**Exercise objective:** For each record here, output an exact copy.

BEGIN Input data

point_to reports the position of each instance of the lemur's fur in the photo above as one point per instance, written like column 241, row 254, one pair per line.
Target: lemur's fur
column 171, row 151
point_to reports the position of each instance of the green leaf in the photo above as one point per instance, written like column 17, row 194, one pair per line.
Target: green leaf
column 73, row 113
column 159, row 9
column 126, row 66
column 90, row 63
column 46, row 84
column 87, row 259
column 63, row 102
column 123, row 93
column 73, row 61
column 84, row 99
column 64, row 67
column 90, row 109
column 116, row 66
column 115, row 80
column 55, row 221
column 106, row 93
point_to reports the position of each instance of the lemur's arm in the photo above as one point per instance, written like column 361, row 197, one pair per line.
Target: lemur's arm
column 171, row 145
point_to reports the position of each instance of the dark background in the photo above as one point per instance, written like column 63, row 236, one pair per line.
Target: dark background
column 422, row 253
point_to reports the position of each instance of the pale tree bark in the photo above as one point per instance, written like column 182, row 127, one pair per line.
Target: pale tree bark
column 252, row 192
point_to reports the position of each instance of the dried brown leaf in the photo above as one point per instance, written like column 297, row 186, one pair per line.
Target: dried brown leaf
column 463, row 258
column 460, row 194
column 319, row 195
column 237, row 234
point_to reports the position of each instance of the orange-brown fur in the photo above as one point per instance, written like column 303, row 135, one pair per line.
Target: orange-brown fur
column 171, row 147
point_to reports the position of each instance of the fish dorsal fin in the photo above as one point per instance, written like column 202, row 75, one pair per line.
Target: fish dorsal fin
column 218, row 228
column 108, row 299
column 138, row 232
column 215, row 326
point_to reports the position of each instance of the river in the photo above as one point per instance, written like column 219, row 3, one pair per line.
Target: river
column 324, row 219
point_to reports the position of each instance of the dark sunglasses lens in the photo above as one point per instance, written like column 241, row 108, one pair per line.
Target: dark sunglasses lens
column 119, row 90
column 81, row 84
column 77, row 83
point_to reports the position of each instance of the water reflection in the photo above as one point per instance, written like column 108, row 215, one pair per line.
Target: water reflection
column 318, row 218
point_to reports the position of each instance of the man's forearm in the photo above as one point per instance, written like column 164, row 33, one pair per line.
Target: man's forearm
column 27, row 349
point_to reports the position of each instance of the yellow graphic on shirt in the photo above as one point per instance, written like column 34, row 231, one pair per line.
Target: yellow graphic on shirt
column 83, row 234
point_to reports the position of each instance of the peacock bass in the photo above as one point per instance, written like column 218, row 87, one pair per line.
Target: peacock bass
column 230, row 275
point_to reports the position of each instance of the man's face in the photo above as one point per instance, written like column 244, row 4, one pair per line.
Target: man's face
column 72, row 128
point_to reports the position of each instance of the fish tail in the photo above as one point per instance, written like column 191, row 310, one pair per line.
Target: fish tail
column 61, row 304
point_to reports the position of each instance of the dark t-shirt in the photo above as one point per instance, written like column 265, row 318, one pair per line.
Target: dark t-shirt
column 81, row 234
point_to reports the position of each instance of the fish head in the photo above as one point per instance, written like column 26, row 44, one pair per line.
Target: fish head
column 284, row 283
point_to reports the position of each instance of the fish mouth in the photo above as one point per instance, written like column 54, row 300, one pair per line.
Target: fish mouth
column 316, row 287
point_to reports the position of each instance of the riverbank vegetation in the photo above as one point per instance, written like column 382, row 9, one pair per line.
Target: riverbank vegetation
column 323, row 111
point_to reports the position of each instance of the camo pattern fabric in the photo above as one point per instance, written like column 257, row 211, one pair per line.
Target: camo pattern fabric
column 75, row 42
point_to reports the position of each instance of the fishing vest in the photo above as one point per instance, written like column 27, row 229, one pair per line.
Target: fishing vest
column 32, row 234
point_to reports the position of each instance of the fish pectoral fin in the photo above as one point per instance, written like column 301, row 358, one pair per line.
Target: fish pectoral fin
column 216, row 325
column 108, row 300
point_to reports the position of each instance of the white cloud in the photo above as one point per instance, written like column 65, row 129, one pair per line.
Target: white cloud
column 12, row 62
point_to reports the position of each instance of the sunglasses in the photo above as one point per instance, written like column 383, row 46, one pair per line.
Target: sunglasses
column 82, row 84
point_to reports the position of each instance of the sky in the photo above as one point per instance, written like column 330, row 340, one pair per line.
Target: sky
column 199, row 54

END Input data

**Response area:**
point_to reports the position of each instance of the lemur's fur in the photo above as one point per instance, written like column 241, row 254, one pair per line.
Target: lemur's fur
column 171, row 151
point_to reports the position of each instance of the green leaf in the photo above as one point per instance, written like column 17, row 194, one pair per line.
Target: green leaf
column 73, row 113
column 159, row 9
column 126, row 66
column 90, row 63
column 46, row 84
column 87, row 259
column 63, row 102
column 123, row 93
column 73, row 61
column 84, row 99
column 64, row 67
column 90, row 109
column 116, row 66
column 115, row 80
column 55, row 221
column 106, row 93
point_to reports the position of each instance of the lemur's arm in the photo above as one point per instance, written like column 361, row 197, one pair per line.
Target: lemur's arm
column 171, row 145
point_to reports the position of each instance of the dark background in the photo above as one point per instance, written like column 63, row 236, one pair per line.
Target: dark background
column 422, row 253
point_to reports the position of each instance of the pale tree bark in the photo above as one point per instance, written like column 182, row 127, one pair per line.
Target: pale tree bark
column 252, row 192
point_to reports the position of each instance of the dried brown leaf in the photo above as one point per instance, written like column 297, row 186, one pair per line.
Target: dried brown leaf
column 463, row 258
column 460, row 194
column 319, row 195
column 237, row 234
point_to reports the position of each instance of the orange-brown fur in the photo above as one point per instance, written like column 303, row 135, one pair per line.
Target: orange-brown fur
column 171, row 147
point_to reports the position of each instance of the fish dorsal fin in the photo above as one point per instance, written like column 202, row 75, one pair per line.
Target: fish dorsal fin
column 218, row 228
column 108, row 299
column 138, row 232
column 215, row 326
point_to reports the position of each instance of the river in the photo above as one point per instance, written like column 219, row 3, one pair per line.
Target: river
column 324, row 219
point_to reports the position of each instance of the dark sunglasses lens in the photo above as one point per instance, written like column 241, row 108, one pair per line.
Target: dark sunglasses lens
column 119, row 90
column 81, row 84
column 77, row 83
point_to reports the position of each instance of the water reflection in the photo above as one point per instance, written like column 108, row 215, one pair per line.
Target: water reflection
column 318, row 218
point_to reports the position of each instance of the man's forearm in the photo above as one point per instance, written like column 164, row 33, one pair per line.
Target: man's forearm
column 27, row 349
point_to reports the position of each instance of the yellow graphic on shirt in the photo above as one point per instance, written like column 34, row 231, one pair per line.
Target: yellow graphic on shirt
column 83, row 234
point_to reports the position of each instance of the peacock bass in the photo above as one point per instance, written like column 218, row 87, one pair per line.
Target: peacock bass
column 230, row 275
point_to reports the position of each instance of the man's face in the photo above as one point per instance, written like column 244, row 4, one pair per line.
Target: man's face
column 72, row 128
point_to reports the position of each instance of the fish tail in the photo above as one point per instance, written like column 191, row 310, one pair per line.
Target: fish tail
column 61, row 304
point_to reports the position of each instance of the dark t-shirt in the photo above as one point per instance, written like column 265, row 318, one pair per line.
Target: dark t-shirt
column 81, row 234
point_to reports the position of each instance of the fish head in the photo above as one point per instance, written like column 26, row 44, one pair per line.
Target: fish head
column 284, row 283
point_to reports the position of each instance of the fish mouth in the photo above as one point per instance, written like column 54, row 300, one pair per line.
Target: fish mouth
column 316, row 287
point_to reports the position of each instance of the riverbank vegetation in the photo above as one point per instance, written like column 382, row 9, one pair per line.
Target: riverbank vegetation
column 323, row 111
point_to reports the position of each instance of the camo pattern fabric in the photo above as one point per instance, written like column 257, row 211, one pair per line.
Target: camo pattern fabric
column 75, row 42
point_to reports the position of each instance of the fishing vest in the photo above as one point per instance, written like column 27, row 229, one pair per line.
Target: fishing vest
column 32, row 234
point_to reports the position of each instance of the fish pectoral fin in the photo above as one point per instance, written like column 301, row 358, one pair per line.
Target: fish pectoral fin
column 216, row 325
column 108, row 300
point_to reports the position of each instance of the white cloud in the photo above as one point per instance, written like column 65, row 129, one pair per line.
Target: white cloud
column 12, row 62
point_to reports the position of each instance of the sunglasses in the photo above as one point per instance, written like column 383, row 46, one pair per line.
Target: sunglasses
column 82, row 84
point_to reports the position of each instance of the sky in the photo above as one point per instance, written like column 330, row 340, one pair per line.
Target: sky
column 199, row 54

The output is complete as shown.